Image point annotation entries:
————
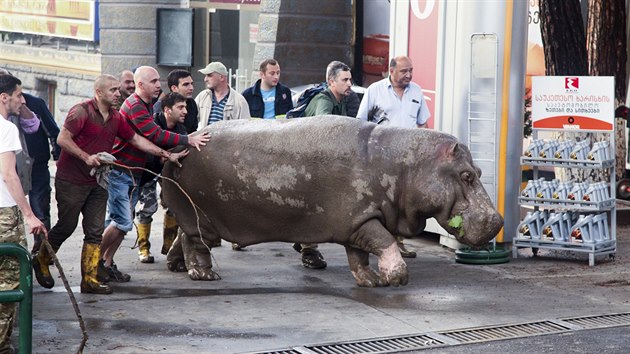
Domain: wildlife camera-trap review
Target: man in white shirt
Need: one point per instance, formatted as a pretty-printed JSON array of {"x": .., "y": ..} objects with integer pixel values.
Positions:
[
  {"x": 14, "y": 208},
  {"x": 397, "y": 102}
]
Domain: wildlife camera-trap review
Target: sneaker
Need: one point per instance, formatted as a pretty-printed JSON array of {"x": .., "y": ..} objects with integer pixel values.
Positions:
[
  {"x": 146, "y": 258},
  {"x": 116, "y": 275},
  {"x": 313, "y": 259}
]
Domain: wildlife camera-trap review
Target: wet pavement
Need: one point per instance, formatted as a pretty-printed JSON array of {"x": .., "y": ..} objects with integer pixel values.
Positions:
[{"x": 266, "y": 300}]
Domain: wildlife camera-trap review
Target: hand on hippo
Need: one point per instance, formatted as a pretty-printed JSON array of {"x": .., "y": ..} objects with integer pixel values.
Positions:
[
  {"x": 175, "y": 156},
  {"x": 198, "y": 140}
]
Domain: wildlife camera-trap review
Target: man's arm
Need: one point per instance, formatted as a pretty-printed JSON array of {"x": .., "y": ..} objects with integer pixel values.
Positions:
[
  {"x": 12, "y": 181},
  {"x": 67, "y": 143},
  {"x": 364, "y": 107},
  {"x": 150, "y": 130},
  {"x": 147, "y": 146},
  {"x": 318, "y": 106}
]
————
**Task directions:** Retype everything in the material word for word, minus pictures.

**Result for this task:**
Domain: wildlife camera-trap review
Target: man in white shirt
Need: one point per instance, formatted as a pretty-printed JSON array of {"x": .., "y": ..} objects with integer pixel values.
Positions:
[
  {"x": 14, "y": 208},
  {"x": 397, "y": 102}
]
Domain: wildlife camera-trap review
Target: sneaker
Need: one point per instance, formatted as a pretty-printed JSON array of {"x": .., "y": ..} objects with integer pixel values.
Positions:
[
  {"x": 146, "y": 258},
  {"x": 116, "y": 275},
  {"x": 313, "y": 259}
]
Domain: wildlife camera-trap review
Target: wet pavement
Need: one point per instance, formatted as a pretty-printed JSON array of {"x": .., "y": ..} objects with integer pixel values.
Positions:
[{"x": 266, "y": 300}]
Domain: wildlife camera-trap review
Target: hand on hippo
Need: one point per instance, formatted as a pretty-printed JSON array of {"x": .., "y": ..} objects with integer pixel values.
Positions:
[
  {"x": 175, "y": 156},
  {"x": 198, "y": 140}
]
Domain: wildlife camera-trap review
Target: man's arm
Need: one point per instance, formatted as a pretty-printed JSON array of {"x": .., "y": ..} objects with integer pixel values.
Positions:
[
  {"x": 12, "y": 181},
  {"x": 67, "y": 143},
  {"x": 364, "y": 107},
  {"x": 150, "y": 130},
  {"x": 147, "y": 146},
  {"x": 318, "y": 106}
]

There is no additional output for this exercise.